• _Exercise_: Format the lines from the one containing "Q: Point out the green foliage" through the end of the rows as a JSON list of strings, one string per line with blank lines dropped. Include no other lines.

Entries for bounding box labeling
##########

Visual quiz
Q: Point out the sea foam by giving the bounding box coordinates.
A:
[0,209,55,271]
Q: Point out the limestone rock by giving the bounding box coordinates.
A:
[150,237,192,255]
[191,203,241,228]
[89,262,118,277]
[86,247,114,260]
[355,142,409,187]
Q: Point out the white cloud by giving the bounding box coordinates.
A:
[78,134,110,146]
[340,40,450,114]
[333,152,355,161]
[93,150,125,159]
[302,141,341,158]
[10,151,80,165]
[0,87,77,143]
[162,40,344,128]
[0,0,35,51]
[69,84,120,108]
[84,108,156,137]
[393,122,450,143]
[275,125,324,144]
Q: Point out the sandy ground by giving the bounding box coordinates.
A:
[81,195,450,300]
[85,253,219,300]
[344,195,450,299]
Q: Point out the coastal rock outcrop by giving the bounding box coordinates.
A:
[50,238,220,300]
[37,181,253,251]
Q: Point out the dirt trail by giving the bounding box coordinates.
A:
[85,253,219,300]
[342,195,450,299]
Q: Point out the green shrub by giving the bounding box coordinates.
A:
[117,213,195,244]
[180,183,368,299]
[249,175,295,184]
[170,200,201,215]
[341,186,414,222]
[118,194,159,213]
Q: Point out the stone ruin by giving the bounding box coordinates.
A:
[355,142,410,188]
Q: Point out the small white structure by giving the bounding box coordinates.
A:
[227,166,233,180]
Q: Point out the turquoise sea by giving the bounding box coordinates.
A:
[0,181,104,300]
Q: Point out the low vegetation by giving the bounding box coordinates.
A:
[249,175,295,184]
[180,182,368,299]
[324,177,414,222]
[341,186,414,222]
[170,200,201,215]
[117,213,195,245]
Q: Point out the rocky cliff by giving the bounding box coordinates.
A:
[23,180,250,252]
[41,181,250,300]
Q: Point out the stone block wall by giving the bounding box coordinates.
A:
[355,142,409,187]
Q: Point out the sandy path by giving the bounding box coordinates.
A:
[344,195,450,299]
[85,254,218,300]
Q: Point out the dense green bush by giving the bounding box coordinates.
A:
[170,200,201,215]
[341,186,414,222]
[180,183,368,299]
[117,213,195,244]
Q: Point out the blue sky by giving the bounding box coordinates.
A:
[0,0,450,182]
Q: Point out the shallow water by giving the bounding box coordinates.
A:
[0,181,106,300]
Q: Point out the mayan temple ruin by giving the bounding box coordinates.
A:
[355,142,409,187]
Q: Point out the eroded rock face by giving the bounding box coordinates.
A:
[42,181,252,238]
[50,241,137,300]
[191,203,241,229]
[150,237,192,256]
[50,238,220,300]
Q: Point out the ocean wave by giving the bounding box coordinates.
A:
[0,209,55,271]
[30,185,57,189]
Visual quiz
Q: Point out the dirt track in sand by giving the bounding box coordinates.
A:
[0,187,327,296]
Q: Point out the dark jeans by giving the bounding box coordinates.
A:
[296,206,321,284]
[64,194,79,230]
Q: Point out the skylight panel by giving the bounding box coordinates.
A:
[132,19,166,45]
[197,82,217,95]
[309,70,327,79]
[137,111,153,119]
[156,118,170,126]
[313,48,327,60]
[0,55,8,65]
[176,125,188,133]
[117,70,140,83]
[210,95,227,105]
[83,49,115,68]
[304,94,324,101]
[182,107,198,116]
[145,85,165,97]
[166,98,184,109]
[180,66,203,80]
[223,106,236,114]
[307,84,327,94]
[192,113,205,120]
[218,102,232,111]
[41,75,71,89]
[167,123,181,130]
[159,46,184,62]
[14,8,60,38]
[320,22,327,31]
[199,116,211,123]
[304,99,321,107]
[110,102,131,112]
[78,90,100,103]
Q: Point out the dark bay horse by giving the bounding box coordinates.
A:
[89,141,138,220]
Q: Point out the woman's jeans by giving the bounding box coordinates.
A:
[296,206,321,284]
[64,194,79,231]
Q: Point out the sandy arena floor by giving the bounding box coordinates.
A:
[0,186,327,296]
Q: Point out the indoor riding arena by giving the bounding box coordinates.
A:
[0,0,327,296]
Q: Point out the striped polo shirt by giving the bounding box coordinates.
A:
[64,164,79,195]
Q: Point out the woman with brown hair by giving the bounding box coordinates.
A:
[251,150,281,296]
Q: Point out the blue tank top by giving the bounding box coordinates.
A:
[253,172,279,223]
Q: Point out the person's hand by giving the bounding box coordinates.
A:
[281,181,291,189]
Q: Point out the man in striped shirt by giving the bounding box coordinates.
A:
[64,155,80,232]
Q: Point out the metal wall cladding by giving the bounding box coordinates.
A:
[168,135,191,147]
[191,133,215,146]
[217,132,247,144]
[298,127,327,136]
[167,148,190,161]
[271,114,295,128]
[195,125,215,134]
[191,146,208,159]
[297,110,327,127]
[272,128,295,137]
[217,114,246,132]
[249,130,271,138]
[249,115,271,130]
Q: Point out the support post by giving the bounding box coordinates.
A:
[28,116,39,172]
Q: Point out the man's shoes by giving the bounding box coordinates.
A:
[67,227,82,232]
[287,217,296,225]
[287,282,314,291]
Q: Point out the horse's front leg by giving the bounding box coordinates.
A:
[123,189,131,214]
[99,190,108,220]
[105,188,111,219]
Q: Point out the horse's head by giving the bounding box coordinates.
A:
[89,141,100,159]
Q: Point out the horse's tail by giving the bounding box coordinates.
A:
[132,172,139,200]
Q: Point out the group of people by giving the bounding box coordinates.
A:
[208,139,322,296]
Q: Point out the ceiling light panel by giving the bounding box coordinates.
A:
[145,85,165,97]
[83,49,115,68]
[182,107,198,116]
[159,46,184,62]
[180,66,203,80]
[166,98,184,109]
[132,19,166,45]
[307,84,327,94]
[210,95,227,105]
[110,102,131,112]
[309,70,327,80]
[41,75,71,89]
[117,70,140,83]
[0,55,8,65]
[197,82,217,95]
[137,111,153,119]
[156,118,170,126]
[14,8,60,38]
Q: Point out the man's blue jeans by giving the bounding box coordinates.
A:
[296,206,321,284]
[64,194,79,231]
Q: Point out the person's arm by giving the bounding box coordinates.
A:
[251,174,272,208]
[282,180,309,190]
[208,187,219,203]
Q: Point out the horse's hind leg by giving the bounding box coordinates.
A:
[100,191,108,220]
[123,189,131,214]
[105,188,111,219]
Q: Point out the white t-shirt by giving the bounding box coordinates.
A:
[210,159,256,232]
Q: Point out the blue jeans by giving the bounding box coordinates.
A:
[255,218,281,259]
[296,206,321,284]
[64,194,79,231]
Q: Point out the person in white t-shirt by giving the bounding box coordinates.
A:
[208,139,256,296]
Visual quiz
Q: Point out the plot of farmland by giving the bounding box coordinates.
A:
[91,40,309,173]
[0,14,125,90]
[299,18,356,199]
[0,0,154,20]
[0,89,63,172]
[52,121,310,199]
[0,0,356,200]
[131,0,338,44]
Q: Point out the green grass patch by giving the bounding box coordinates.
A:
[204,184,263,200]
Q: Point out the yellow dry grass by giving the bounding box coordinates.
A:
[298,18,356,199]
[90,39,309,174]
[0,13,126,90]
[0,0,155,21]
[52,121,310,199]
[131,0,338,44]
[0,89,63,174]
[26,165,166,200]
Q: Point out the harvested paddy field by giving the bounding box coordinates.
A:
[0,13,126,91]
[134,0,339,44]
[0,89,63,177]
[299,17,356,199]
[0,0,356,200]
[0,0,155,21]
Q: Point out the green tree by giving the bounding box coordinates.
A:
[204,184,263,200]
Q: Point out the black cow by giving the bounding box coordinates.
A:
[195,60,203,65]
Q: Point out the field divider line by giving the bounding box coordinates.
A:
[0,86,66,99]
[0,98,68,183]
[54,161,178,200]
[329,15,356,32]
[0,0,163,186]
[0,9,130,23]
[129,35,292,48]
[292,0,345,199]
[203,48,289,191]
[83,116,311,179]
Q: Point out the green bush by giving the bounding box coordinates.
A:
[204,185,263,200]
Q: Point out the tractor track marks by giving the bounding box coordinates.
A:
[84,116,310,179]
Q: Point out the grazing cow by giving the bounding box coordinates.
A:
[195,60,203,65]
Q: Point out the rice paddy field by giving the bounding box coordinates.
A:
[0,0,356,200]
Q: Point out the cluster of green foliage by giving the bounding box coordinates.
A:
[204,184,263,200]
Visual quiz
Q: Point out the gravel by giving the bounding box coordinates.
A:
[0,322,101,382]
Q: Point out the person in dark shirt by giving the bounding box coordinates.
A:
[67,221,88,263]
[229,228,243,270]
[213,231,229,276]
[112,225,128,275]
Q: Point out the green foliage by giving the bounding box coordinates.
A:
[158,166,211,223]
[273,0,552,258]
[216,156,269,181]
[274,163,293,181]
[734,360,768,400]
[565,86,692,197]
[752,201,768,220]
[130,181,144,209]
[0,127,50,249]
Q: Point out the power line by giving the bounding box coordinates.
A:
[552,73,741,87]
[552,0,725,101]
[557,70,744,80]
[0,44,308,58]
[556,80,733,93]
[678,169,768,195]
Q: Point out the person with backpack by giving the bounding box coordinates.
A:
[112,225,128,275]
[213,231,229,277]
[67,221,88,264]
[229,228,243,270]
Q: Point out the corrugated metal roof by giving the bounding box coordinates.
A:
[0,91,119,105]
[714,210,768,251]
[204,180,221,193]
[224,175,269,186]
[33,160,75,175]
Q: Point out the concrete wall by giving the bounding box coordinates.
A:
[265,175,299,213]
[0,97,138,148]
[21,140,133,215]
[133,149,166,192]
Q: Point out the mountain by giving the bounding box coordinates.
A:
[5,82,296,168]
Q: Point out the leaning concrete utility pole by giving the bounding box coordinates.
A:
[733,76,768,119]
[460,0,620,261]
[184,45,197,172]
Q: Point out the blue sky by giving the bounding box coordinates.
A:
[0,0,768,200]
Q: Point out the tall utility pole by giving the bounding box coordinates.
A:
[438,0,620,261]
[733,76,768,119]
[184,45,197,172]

##########

• _Written solution_:
[
  "Q: Point out the green foliage by giving the bounding box coordinates.",
  "A:",
  "[158,166,211,223]",
  "[273,0,552,258]",
  "[216,156,269,181]",
  "[274,163,293,181]",
  "[734,360,768,400]",
  "[565,86,692,197]",
  "[752,201,768,220]",
  "[130,181,144,209]",
  "[0,127,50,249]",
  "Q: Point out the power line by giving the bounding box coordinates.",
  "A:",
  "[552,73,741,87]",
  "[552,0,725,101]",
  "[557,70,744,80]",
  "[0,44,308,58]",
  "[556,80,733,93]",
  "[678,169,768,195]",
  "Q: Point out the person with backpack by giving the bounding box coordinates.",
  "A:",
  "[112,225,128,275]",
  "[213,231,229,277]",
  "[67,221,88,264]",
  "[229,228,243,270]",
  "Q: Point out the corrugated metal roof by giving the bounding box coordinates.",
  "A:",
  "[0,91,119,105]",
  "[714,210,768,251]",
  "[204,180,221,193]",
  "[224,175,269,186]",
  "[33,160,75,175]",
  "Q: Point out the concrete wall by giving the bounding box coordinates.",
  "A:",
  "[265,175,299,213]",
  "[0,97,138,148]",
  "[21,140,133,215]",
  "[133,149,166,192]",
  "Q: Point out the mountain by giving the bounding box coordinates.",
  "A:",
  "[5,82,296,168]",
  "Q: Point out the leaning concrete utility pole by giving the bounding box coordinates.",
  "A:",
  "[733,76,768,119]",
  "[460,0,620,261]",
  "[184,45,197,172]",
  "Q: Point out the blue sky by giving the bounding box coordinates.",
  "A:",
  "[0,0,768,200]",
  "Q: Point out the tall utility pole by giving the bounding box coordinates.",
  "A:",
  "[438,0,620,261]",
  "[733,76,768,119]",
  "[184,45,197,172]"
]